-- Begin Supplied material --

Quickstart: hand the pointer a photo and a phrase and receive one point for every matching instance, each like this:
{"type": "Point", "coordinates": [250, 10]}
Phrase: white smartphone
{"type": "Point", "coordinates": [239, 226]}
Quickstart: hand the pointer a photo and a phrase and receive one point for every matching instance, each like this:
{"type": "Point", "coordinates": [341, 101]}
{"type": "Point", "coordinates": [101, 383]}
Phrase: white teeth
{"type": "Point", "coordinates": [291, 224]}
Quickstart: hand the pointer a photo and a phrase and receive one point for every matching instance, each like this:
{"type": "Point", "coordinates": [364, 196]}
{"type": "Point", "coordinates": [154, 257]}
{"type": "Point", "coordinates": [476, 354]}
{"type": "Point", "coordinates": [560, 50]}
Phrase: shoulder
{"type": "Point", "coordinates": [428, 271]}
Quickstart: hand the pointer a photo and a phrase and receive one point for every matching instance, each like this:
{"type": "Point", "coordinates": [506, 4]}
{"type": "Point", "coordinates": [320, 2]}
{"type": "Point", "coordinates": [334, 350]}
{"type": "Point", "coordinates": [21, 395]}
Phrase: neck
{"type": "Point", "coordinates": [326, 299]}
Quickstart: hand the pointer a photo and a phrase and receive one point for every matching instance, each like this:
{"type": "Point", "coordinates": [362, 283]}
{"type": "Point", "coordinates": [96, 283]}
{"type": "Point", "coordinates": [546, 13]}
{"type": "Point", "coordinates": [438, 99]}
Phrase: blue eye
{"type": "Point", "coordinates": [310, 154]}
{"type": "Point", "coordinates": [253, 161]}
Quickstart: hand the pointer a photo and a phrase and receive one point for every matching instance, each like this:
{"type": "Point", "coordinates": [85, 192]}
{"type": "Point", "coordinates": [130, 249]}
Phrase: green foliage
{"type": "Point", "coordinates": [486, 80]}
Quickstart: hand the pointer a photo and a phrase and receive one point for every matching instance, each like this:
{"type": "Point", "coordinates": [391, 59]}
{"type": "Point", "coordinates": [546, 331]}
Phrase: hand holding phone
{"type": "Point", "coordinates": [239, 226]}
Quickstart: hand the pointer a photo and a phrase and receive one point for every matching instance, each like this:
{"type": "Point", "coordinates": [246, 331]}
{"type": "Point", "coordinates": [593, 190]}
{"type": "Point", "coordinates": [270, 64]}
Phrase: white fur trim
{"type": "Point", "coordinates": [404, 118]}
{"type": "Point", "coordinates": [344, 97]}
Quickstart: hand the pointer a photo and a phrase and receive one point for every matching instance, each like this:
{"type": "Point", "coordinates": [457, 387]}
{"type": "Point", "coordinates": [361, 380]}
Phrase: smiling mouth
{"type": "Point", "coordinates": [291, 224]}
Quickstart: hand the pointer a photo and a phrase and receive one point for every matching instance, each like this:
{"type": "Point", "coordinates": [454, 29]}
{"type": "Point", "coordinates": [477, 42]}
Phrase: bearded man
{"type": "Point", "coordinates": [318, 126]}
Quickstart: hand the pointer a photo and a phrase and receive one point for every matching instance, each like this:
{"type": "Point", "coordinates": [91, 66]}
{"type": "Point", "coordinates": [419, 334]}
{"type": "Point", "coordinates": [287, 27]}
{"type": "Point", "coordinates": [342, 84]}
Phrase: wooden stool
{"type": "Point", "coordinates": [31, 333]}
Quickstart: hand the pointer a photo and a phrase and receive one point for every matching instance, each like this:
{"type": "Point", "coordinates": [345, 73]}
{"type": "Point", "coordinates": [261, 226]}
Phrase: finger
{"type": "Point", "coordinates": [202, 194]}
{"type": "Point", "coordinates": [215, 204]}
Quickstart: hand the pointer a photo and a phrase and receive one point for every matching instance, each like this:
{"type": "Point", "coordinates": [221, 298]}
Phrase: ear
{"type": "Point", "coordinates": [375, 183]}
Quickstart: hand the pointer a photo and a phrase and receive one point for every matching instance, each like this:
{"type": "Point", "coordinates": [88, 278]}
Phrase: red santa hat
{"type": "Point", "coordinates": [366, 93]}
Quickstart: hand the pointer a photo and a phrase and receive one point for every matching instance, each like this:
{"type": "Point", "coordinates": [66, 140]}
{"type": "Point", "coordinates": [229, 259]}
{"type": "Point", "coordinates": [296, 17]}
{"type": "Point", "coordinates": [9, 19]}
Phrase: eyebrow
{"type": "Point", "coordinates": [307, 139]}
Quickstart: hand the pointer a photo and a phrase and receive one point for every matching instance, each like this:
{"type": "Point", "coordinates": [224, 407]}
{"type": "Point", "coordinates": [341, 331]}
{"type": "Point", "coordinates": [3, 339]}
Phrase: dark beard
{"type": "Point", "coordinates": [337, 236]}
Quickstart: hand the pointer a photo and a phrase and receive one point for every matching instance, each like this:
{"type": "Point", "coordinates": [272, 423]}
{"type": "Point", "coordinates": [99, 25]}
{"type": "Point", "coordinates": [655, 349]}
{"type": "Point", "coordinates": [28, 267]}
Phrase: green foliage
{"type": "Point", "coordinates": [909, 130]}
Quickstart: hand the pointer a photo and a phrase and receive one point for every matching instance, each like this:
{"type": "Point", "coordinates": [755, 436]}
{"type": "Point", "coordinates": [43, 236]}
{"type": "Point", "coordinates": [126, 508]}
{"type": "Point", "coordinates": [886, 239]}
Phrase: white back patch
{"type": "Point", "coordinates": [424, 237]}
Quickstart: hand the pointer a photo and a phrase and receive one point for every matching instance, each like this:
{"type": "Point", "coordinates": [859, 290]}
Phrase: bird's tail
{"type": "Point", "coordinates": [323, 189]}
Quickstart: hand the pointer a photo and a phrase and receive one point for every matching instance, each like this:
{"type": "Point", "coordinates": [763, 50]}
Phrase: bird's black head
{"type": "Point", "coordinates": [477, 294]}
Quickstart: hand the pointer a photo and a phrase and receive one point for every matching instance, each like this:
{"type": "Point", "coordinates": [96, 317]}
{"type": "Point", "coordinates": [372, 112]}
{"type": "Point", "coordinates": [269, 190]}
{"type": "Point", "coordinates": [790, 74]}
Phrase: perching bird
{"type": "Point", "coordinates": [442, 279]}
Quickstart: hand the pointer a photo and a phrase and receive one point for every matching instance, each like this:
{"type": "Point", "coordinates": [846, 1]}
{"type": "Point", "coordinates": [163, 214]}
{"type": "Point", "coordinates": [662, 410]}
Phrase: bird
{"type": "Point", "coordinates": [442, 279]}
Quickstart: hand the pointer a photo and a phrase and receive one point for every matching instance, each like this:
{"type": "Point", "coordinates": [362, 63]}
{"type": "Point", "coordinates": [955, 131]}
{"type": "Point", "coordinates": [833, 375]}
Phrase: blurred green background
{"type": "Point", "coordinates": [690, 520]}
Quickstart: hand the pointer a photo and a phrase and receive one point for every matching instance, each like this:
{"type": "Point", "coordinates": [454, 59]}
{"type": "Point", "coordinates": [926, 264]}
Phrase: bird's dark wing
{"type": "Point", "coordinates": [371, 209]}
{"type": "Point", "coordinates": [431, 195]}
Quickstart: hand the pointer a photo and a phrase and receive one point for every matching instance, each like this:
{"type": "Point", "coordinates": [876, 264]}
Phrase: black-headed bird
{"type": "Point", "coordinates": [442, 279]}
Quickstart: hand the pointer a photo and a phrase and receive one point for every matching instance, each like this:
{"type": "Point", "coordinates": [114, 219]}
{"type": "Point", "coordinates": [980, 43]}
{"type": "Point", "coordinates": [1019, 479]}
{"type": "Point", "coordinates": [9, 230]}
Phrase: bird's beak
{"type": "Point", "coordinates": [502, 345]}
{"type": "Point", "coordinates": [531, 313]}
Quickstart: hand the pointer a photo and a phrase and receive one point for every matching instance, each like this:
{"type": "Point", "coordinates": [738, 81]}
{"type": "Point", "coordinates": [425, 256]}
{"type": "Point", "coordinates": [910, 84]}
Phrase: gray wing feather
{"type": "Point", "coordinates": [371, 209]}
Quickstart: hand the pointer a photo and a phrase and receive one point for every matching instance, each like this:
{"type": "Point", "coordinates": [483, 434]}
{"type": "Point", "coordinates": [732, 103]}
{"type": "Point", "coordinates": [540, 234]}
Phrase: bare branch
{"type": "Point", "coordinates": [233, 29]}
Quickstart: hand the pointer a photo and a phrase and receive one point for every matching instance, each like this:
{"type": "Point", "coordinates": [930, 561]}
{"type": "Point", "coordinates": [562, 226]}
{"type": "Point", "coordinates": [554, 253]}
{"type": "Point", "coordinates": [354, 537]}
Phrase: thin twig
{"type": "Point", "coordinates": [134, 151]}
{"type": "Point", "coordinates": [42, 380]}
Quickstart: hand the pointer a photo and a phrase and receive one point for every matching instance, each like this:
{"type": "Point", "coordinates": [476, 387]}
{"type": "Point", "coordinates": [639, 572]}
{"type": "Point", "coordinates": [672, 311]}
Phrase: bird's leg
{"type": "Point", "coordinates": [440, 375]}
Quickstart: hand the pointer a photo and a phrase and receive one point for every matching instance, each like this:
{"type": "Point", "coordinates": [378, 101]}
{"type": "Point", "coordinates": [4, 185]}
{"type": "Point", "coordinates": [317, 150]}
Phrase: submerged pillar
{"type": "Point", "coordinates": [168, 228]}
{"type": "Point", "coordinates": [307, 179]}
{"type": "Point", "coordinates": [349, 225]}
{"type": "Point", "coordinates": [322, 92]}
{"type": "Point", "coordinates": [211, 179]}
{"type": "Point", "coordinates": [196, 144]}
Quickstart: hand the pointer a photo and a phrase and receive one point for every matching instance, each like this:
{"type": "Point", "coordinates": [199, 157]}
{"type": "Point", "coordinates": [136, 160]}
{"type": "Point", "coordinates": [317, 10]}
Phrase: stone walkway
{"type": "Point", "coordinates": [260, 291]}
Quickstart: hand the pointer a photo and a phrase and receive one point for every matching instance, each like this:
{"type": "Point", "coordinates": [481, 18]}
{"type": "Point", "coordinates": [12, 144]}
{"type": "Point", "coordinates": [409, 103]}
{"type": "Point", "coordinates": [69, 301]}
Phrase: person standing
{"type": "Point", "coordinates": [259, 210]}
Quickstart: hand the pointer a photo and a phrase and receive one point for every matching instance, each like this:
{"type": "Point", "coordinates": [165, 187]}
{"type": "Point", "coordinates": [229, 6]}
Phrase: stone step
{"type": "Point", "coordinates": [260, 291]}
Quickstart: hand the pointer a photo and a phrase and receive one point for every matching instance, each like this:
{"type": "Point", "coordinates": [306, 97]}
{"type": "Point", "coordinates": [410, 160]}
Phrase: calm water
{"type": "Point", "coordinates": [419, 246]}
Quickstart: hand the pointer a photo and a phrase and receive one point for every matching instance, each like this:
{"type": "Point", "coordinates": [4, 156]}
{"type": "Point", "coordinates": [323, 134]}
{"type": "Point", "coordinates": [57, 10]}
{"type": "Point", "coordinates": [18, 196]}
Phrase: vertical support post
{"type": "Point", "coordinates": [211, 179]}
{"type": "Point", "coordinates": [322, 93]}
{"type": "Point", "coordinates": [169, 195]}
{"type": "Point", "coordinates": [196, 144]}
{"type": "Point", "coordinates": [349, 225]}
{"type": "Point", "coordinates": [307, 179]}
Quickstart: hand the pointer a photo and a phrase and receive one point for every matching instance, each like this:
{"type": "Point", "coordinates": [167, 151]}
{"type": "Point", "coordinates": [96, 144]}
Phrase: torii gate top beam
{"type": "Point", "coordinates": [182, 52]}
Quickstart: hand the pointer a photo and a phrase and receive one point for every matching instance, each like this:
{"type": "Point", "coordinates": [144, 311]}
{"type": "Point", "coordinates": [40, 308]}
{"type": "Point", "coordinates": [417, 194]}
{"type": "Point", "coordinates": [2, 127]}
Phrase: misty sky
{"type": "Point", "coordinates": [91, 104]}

-- End Supplied material --

▶ [Given task]:
Count the lines of the data above that contain the word "dark", and reply with only that number.

▶ [Response to this task]:
2